WASHINGTON – U.S. Senators Bill Cassidy, M.D. (R-LA) and Tim Kaine (D-VA) released statements following President Joe Biden signing into law their bipartisan Dr. Lorna Breen Health Care Provider Protection Act, legislation to reduce and prevent suicide, burnout, and mental and behavioral health conditions among health care professionals. Senators Todd Young (R-IN) and Jack Reed (D-RI) joined Cassidy and Kaine to introduce the bill.
“Doctors, nurses, and health care workers shoulder the responsibility of saving lives and have worked overtime during the pandemic,” said Dr. Cassidy. “We can now begin to provide an important lifeline for medical professionals so they too can get the care they need.”
“The mental health consequences of COVID-19 are particularly acute for our frontline health care healers, who’ve made tremendous sacrifices to care for their patients in uncharted times. This bill is a critical first step to provide them with mental health resources to cope with the challenges they face every day. Supporting our health care workforce will benefit everyone because we all need great medical professionals to take care of us and our loved ones. By keeping our health care professionals healthy, everyone in society wins,” said Senator Kaine.

◆ **Data items**

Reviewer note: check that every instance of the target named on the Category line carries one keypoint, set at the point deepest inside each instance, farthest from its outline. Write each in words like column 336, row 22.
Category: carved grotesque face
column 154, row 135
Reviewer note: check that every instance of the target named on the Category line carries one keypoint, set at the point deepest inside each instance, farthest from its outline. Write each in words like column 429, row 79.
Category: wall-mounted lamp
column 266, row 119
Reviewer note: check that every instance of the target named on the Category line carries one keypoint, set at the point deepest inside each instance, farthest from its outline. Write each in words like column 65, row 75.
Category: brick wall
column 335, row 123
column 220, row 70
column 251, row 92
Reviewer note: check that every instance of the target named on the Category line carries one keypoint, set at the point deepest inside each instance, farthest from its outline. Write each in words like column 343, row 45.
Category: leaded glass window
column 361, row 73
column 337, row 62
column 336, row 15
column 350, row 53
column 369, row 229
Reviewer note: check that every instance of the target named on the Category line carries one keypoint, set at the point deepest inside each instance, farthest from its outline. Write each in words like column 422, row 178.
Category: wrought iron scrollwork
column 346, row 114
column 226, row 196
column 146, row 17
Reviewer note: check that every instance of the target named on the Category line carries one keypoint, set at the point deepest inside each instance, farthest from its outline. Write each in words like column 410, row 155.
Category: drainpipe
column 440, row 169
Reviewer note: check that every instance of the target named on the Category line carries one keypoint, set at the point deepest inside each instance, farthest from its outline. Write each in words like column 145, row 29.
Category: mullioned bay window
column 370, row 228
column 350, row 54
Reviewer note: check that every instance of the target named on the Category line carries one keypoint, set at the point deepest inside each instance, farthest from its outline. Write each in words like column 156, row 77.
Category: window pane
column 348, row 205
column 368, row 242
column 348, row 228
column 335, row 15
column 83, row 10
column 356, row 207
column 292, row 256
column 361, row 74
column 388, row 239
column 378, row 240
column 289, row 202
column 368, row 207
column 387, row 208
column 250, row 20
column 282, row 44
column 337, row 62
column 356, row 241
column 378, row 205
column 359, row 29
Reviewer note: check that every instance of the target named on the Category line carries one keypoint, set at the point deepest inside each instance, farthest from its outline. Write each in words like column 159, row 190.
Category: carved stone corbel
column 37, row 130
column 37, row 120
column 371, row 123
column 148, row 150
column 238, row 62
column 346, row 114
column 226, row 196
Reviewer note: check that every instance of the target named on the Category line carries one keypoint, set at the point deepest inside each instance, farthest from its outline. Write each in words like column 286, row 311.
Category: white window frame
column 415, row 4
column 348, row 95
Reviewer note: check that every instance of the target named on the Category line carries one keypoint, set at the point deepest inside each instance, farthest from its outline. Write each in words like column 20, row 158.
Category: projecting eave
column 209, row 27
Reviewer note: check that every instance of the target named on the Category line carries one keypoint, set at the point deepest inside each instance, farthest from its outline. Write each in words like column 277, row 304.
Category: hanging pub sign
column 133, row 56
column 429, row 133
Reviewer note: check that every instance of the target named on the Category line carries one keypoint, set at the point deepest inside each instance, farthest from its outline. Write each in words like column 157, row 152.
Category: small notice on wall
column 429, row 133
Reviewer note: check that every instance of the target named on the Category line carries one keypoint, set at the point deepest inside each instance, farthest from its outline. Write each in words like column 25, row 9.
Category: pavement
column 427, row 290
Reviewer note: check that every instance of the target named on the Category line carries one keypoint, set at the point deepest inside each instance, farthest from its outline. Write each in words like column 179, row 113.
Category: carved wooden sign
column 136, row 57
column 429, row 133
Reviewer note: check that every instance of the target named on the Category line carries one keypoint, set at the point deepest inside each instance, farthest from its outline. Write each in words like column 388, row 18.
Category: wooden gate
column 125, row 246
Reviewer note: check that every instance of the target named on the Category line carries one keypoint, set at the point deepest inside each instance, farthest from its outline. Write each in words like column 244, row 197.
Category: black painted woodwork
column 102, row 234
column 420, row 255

◆ **Task**
Reproduce the statement on the Dr. Lorna Breen Health Care Provider Protection Act word for word.

◆ **Written answer**
WASHINGTON – U.S. Senators Bill Cassidy, M.D. (R-LA) and Tim Kaine (D-VA) released statements following President Joe Biden signing into law their bipartisan Dr. Lorna Breen Health Care Provider Protection Act, legislation to reduce and prevent suicide, burnout, and mental and behavioral health conditions among health care professionals. Senators Todd Young (R-IN) and Jack Reed (D-RI) joined Cassidy and Kaine to introduce the bill.
“Doctors, nurses, and health care workers shoulder the responsibility of saving lives and have worked overtime during the pandemic,” said Dr. Cassidy. “We can now begin to provide an important lifeline for medical professionals so they too can get the care they need.”
“The mental health consequences of COVID-19 are particularly acute for our frontline health care healers, who’ve made tremendous sacrifices to care for their patients in uncharted times. This bill is a critical first step to provide them with mental health resources to cope with the challenges they face every day. Supporting our health care workforce will benefit everyone because we all need great medical professionals to take care of us and our loved ones. By keeping our health care professionals healthy, everyone in society wins,” said Senator Kaine.